--- EXTRACT ---
*****
Skip to content

lukasgarbas/embedding-alignment

Repository files navigation

CAE - Class-driven Embedding Alignment

Class-driven Embedding Alignment Model (CEA). Learn embeddings that maximize the similarity between two textual documents if they share the same class label 👉👈, and minimize if they don't 👈👉.

git clone https://github.com/flairNLP/flair.git
cd flair

# switch to cea branch <- the latest model is still in this repo
git checkout embedding-alignment

python3 -m venv flair-env
pip install -r requirements.txt

Training on TREC dataset

from flair.datasets import TREC_6
from flair.embeddings import TransformerDocumentEmbeddings
from alignment_model import CEA
from flair.trainers import ModelTrainer

# specify gpu device
import flair, torch
flair.device = torch.device('cuda:0')

# load dataset
corpus = TREC_6()

# specify label type
label_type = 'question_class'  # just 'class' for TREC_50

# create the label dictionary
label_dict = corpus.make_label_dictionary(label_type=label_type)
*****
--- JOB 1 ---
Could you retype the lines in the records below, starting at the line containing "Task: locate the man in" and ending at the line containing "x=208 y=146"?

--- DATA PROVIDED ---
*****
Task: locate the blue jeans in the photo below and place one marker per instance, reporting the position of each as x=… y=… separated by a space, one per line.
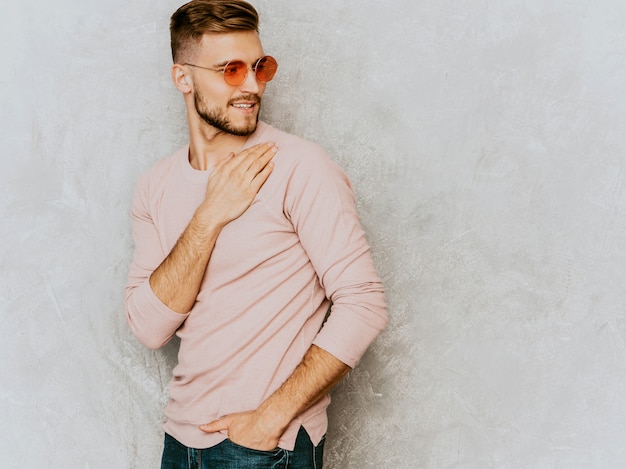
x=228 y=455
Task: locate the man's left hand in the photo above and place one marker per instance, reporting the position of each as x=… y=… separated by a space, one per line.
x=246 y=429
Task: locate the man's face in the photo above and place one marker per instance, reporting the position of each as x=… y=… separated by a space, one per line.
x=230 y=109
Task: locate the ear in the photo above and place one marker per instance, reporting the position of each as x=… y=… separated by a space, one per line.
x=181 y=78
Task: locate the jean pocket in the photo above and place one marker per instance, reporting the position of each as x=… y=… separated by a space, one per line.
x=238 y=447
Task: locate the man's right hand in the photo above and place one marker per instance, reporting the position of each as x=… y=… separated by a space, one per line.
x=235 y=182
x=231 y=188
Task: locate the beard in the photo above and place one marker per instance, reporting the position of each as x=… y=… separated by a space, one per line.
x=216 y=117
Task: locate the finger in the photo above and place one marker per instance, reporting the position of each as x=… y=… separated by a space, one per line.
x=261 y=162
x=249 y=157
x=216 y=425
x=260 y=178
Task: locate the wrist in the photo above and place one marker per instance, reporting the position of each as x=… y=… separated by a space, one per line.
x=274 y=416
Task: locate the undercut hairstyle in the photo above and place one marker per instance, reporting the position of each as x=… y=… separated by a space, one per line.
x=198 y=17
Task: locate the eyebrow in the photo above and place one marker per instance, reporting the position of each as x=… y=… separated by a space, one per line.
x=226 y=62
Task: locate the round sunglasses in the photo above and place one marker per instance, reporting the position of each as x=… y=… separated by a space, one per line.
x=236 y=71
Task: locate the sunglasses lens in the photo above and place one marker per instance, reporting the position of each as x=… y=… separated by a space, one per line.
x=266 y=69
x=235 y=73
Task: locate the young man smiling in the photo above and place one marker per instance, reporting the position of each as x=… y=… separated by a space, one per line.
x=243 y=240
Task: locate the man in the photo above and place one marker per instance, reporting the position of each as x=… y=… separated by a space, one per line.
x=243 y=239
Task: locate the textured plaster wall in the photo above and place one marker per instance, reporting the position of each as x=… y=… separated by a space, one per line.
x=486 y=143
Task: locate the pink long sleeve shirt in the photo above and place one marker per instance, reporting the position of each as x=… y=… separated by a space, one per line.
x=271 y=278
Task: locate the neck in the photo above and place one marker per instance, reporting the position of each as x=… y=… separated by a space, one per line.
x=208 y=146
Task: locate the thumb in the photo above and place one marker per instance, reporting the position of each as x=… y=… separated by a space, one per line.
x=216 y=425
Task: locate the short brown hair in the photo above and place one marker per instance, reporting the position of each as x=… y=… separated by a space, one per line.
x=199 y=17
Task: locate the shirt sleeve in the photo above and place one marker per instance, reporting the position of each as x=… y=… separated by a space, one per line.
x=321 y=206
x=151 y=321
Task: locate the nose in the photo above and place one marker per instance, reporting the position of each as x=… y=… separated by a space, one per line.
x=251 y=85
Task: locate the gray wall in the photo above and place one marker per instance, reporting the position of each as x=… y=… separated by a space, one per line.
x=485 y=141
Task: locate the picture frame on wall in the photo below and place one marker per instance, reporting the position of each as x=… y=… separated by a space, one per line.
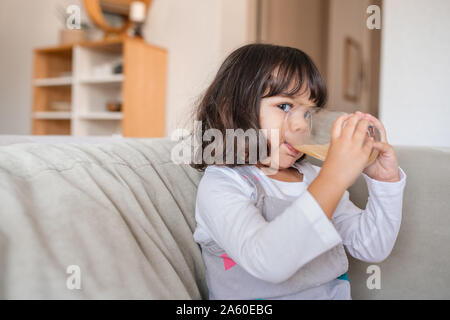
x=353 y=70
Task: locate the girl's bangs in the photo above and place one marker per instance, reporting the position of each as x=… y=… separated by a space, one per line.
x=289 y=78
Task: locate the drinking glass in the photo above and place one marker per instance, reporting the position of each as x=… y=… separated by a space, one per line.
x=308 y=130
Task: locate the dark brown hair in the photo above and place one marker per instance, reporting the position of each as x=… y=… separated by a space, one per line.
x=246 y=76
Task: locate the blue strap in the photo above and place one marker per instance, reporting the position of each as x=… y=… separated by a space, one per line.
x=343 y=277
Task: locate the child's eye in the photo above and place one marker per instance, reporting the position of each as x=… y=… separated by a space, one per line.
*****
--- JOB 2 ---
Can you echo the passage from the repository page above, starting at "Repository files navigation" and ending at "they don't 👈👉."?

--- CORRECT RESPONSE 1 ---
Task: locate the man in the photo above and place one marker per instance, reporting the position of each as x=… y=… separated by a space, one per line.
x=243 y=239
Task: locate the textured plaster wall in the photo above and place one marker per instance, reporting the position of each as x=… y=… separated by a space, one per line.
x=486 y=143
Task: locate the pink long sleeve shirt in the photo above and place one marker per instance, reporting the position of each as x=… y=… separated by a space, one per line.
x=271 y=278
Task: locate the neck in the photo above and place one marker per instance, reporting the position of each as x=… y=… separated by a space, one per line.
x=208 y=146

--- CORRECT RESPONSE 2 ---
Repository files navigation

CAE - Class-driven Embedding Alignment

Class-driven Embedding Alignment Model (CEA). Learn embeddings that maximize the similarity between two textual documents if they share the same class label 👉👈, and minimize if they don't 👈👉.